▶ _YOUR ASSIGNMENT_
Using the records below, output the stretch that opens with the line containing "Every instance of the number" and closes with the line containing "Target: dark hair", exactly and including both lines, with nothing more.

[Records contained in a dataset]

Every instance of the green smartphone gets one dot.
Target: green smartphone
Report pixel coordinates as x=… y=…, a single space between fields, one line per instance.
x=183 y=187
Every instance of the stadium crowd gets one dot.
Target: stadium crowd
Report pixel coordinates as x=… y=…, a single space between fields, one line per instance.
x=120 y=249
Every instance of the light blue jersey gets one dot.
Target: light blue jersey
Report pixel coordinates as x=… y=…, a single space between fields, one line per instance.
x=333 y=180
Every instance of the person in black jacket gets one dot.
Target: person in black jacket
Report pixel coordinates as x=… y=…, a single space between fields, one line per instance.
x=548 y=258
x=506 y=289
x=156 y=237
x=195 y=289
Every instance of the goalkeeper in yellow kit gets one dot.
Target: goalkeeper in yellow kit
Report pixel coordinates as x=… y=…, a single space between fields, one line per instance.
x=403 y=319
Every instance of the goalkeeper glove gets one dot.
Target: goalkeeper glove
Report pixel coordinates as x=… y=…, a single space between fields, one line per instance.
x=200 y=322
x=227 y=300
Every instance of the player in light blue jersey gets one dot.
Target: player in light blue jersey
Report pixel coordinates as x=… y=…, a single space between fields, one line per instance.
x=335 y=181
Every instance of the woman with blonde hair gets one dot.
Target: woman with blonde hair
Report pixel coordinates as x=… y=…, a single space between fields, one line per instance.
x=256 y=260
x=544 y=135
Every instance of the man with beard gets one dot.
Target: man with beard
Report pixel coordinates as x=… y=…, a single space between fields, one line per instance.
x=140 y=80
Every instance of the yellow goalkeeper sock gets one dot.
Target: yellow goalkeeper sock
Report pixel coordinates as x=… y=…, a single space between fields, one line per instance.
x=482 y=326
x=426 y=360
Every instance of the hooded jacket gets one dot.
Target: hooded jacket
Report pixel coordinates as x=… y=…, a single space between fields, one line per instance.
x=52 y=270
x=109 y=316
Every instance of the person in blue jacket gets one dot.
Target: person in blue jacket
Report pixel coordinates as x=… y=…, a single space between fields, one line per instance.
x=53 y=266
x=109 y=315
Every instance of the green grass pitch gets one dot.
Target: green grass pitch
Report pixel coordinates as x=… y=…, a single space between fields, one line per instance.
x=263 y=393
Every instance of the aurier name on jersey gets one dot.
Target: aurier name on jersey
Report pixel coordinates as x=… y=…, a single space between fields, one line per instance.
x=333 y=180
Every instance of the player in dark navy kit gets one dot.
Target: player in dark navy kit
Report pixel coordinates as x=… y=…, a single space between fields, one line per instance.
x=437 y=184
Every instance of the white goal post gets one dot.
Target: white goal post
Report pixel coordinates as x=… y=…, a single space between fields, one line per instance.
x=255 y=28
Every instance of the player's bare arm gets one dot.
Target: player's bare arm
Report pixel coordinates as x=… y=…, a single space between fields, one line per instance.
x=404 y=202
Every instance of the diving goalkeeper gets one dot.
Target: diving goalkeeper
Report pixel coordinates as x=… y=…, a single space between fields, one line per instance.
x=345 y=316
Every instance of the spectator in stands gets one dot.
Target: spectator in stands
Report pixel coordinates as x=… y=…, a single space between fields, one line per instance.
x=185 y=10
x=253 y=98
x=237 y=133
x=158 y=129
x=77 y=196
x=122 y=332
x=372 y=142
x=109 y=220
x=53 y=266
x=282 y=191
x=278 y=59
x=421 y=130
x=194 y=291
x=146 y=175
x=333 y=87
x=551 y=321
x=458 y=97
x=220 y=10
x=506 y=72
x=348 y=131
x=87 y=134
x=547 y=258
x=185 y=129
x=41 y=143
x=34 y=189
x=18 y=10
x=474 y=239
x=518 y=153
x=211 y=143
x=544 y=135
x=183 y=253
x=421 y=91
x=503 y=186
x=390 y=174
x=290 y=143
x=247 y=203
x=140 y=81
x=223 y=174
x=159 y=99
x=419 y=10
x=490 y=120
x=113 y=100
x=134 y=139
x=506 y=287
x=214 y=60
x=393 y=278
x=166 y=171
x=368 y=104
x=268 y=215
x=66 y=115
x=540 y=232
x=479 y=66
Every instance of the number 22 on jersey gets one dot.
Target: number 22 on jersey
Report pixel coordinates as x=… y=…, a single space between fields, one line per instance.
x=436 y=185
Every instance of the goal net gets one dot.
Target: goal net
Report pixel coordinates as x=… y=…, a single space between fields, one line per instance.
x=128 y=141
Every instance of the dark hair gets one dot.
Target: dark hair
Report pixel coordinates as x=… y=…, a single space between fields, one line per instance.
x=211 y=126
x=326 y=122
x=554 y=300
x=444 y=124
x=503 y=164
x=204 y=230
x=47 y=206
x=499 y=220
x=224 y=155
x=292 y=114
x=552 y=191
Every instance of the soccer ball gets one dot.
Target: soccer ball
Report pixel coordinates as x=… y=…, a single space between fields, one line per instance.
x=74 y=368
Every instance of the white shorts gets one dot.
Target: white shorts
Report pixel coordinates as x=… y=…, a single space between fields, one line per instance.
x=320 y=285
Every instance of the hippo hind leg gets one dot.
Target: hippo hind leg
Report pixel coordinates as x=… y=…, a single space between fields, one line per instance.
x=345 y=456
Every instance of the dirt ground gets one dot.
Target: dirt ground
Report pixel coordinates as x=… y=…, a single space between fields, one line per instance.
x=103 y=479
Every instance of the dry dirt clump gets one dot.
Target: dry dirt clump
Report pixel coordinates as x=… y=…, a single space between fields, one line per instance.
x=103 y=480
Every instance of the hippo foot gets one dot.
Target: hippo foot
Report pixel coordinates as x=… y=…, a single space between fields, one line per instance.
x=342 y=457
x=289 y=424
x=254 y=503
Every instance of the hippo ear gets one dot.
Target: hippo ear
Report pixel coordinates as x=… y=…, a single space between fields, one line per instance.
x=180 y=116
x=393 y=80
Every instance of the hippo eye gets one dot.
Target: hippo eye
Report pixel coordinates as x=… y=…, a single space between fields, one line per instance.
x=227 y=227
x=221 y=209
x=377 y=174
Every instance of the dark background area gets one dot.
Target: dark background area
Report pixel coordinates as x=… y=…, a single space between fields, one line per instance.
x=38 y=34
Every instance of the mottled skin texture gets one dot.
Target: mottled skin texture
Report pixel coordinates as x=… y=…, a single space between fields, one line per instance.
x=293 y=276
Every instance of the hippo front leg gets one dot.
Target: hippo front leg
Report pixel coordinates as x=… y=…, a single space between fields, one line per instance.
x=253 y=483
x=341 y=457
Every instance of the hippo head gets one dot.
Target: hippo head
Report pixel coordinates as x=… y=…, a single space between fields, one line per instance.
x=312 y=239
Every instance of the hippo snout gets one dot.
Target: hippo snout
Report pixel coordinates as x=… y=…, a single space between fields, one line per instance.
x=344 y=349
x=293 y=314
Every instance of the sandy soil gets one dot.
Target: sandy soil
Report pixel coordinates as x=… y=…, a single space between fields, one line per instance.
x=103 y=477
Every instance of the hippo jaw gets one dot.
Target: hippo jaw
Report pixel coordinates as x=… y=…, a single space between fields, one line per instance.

▶ _OUTPUT BELOW_
Every instance of the number 22 on jersey gets one dot.
Target: number 22 on jersey
Report pixel coordinates as x=… y=…, a single space between fields, one line per instance.
x=436 y=185
Every instance of the goal net gets one dot.
Target: goal net
Report pixel coordinates as x=… y=…, a single space between fields, one line per instance.
x=128 y=141
Every instance of the dark hair gets one dot.
Target: dark hair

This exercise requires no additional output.